====== INPUT DATA

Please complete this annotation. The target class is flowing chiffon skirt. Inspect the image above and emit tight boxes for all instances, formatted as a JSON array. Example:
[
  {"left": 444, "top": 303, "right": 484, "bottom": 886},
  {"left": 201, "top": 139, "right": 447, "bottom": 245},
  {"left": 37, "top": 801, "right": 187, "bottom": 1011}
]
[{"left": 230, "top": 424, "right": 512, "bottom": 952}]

============

→ PROBLEM DETAILS
Print every line of the listing above verbatim, with no changes.

→ ANSWER TO THE EXERCISE
Please complete this annotation. The target class is flowing chiffon skirt. Inspect the image above and emit tight boxes for all instances, formatted as a JSON array. Example:
[
  {"left": 444, "top": 303, "right": 484, "bottom": 886},
  {"left": 201, "top": 139, "right": 447, "bottom": 245},
  {"left": 37, "top": 801, "right": 187, "bottom": 1011}
]
[{"left": 230, "top": 424, "right": 512, "bottom": 952}]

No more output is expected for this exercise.